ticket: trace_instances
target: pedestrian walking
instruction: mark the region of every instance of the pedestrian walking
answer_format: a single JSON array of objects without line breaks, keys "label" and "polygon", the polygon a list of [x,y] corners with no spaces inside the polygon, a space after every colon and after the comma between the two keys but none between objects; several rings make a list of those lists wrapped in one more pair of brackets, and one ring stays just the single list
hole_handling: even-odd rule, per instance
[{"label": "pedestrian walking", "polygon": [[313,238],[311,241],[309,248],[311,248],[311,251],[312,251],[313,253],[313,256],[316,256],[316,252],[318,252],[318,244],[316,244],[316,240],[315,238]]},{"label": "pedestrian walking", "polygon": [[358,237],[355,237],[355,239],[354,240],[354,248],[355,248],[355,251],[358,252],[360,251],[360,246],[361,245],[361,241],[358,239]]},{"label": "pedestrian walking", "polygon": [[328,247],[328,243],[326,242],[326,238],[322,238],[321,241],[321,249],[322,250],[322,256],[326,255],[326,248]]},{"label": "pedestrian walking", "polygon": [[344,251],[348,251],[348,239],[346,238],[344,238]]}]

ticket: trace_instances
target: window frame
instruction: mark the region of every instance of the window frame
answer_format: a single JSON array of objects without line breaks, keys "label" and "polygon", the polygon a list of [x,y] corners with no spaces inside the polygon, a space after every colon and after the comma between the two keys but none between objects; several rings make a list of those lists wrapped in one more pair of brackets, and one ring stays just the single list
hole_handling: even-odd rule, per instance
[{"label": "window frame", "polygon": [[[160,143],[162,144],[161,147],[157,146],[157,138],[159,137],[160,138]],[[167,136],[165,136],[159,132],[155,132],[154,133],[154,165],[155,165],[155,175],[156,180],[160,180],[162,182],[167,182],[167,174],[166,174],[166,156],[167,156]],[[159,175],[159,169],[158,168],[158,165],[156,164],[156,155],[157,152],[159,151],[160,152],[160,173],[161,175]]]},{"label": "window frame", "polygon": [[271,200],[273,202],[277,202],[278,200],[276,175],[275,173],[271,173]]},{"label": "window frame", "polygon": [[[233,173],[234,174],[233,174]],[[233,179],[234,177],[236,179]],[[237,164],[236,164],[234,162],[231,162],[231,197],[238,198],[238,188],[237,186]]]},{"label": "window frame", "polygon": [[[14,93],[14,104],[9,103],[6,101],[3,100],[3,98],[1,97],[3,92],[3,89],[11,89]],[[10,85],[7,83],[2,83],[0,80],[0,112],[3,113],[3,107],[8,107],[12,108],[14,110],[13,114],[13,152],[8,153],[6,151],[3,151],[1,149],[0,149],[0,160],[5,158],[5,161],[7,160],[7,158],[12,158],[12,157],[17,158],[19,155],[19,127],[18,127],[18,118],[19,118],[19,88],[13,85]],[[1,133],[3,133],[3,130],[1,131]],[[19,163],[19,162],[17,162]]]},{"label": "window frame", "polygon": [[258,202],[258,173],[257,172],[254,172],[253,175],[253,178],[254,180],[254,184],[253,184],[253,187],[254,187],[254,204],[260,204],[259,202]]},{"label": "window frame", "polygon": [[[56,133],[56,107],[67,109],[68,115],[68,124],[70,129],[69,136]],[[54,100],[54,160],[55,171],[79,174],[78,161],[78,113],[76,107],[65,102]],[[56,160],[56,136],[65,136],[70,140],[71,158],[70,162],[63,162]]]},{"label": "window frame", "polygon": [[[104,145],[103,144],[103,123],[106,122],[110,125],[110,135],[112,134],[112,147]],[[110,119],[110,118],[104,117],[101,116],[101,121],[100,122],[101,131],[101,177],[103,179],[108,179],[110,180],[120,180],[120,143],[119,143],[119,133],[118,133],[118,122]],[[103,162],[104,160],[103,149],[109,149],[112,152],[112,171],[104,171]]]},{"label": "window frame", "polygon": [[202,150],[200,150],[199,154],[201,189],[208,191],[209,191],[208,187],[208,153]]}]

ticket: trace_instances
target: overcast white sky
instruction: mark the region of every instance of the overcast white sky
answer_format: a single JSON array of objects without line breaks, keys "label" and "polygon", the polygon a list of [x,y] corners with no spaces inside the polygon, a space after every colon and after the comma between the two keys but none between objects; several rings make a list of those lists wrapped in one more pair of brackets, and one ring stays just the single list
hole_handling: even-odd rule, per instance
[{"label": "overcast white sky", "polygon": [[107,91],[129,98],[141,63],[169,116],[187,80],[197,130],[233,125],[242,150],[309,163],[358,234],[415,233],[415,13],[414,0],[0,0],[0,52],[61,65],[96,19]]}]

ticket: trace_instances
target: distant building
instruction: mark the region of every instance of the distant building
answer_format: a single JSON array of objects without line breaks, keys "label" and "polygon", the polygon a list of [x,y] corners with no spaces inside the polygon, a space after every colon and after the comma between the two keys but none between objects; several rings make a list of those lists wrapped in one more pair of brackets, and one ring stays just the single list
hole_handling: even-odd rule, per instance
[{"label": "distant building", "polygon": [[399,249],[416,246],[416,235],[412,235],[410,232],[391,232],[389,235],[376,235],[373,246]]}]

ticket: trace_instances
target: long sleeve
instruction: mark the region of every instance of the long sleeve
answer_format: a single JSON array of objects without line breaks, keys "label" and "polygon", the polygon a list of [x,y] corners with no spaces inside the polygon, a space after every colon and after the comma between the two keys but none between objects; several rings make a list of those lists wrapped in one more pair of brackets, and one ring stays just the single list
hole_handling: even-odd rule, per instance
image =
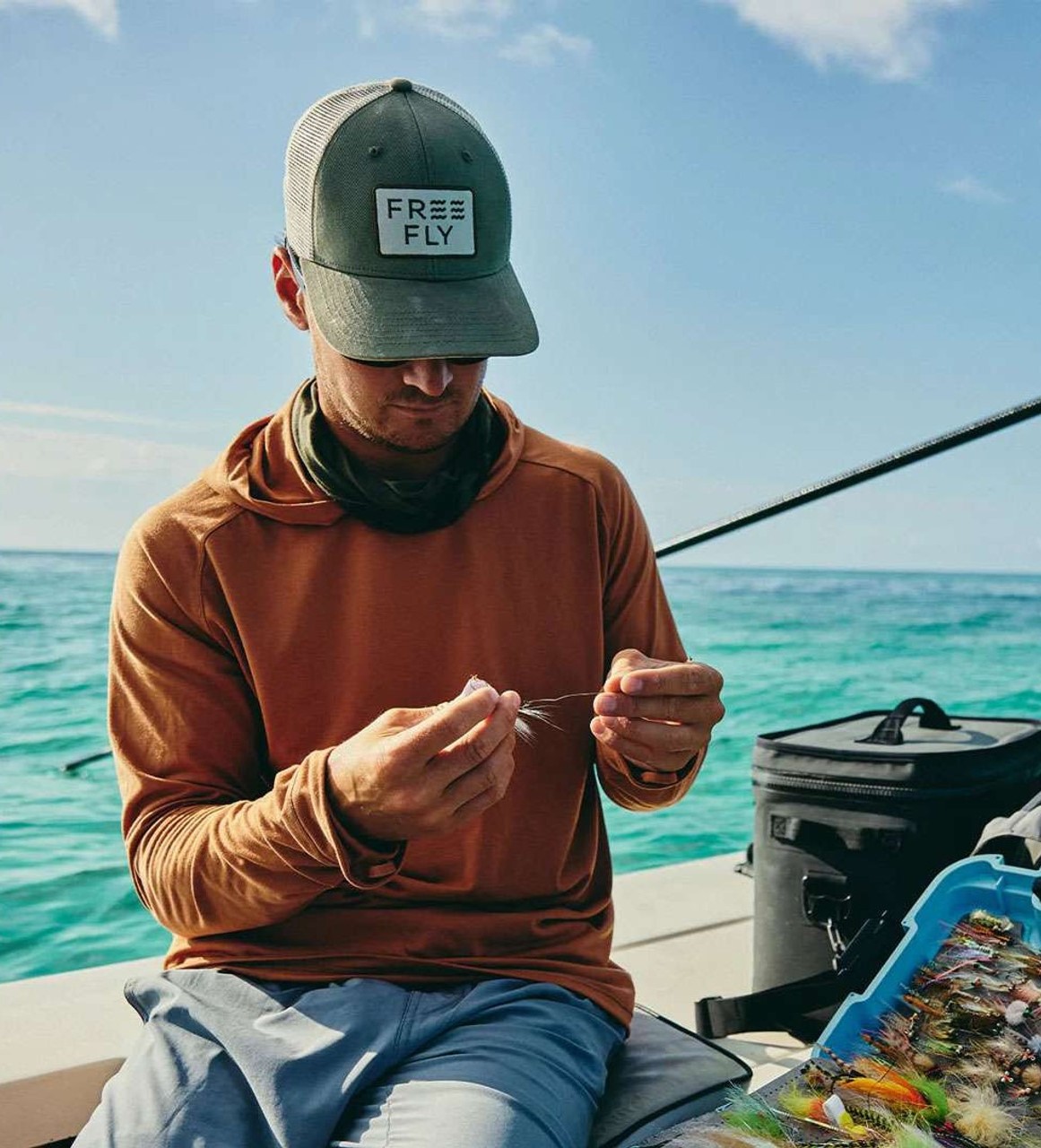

» Instructions to follow: Can you update the entries from their first line through the line holding "instruction: mark the region of every instance of the pedestrian", inclusive, so that "mark" becomes "outline" with everything else unchanged, and return only those lines?

» Written response:
ticket: trace_instances
target: pedestrian walking
instruction: outline the region of every instance of the pedestrian walking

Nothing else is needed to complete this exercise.